### Task directions
Report how many rows in the entries below contain the string "line", matching case exactly. Give only the number.

### Data supplied
— BEGIN —

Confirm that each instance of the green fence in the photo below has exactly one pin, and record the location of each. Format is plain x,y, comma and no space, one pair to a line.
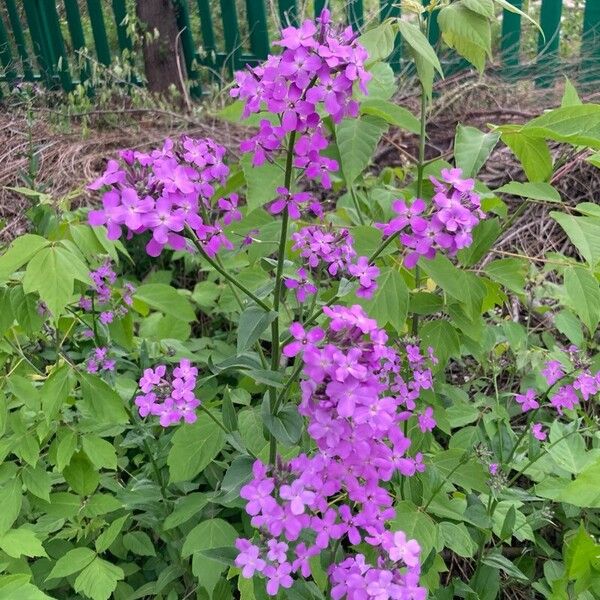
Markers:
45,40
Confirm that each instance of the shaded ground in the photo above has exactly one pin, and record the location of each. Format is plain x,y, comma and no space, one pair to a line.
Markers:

— END —
— BEGIN —

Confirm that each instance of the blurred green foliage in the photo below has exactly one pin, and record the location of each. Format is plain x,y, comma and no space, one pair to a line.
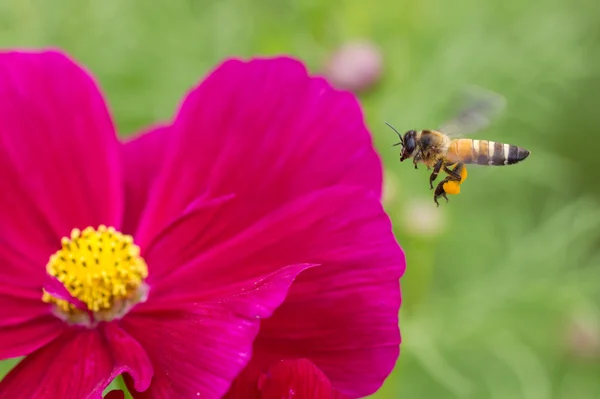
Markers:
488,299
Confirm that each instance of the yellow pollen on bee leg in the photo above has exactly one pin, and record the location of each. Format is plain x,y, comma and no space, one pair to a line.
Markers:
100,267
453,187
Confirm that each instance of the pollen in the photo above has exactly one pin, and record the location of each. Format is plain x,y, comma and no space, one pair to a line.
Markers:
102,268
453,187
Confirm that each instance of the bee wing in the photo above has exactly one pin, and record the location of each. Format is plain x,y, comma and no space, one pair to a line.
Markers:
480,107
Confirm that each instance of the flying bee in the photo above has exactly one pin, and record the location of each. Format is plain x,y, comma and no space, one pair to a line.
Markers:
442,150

— END —
— BEGIN —

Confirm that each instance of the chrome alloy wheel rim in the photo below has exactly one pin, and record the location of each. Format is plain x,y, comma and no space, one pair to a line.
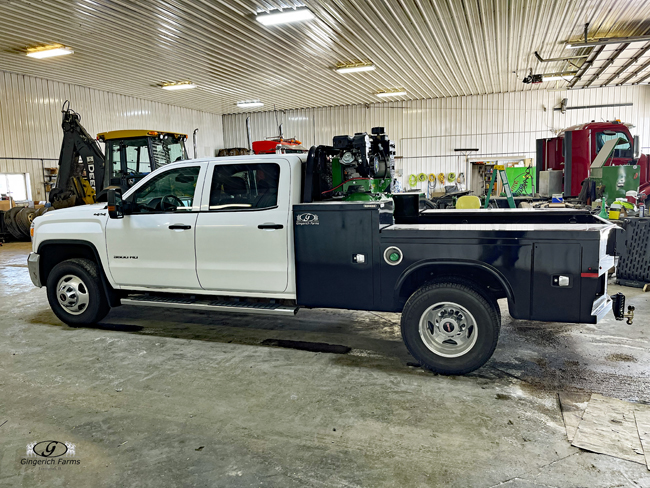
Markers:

— END —

### Response to this exercise
8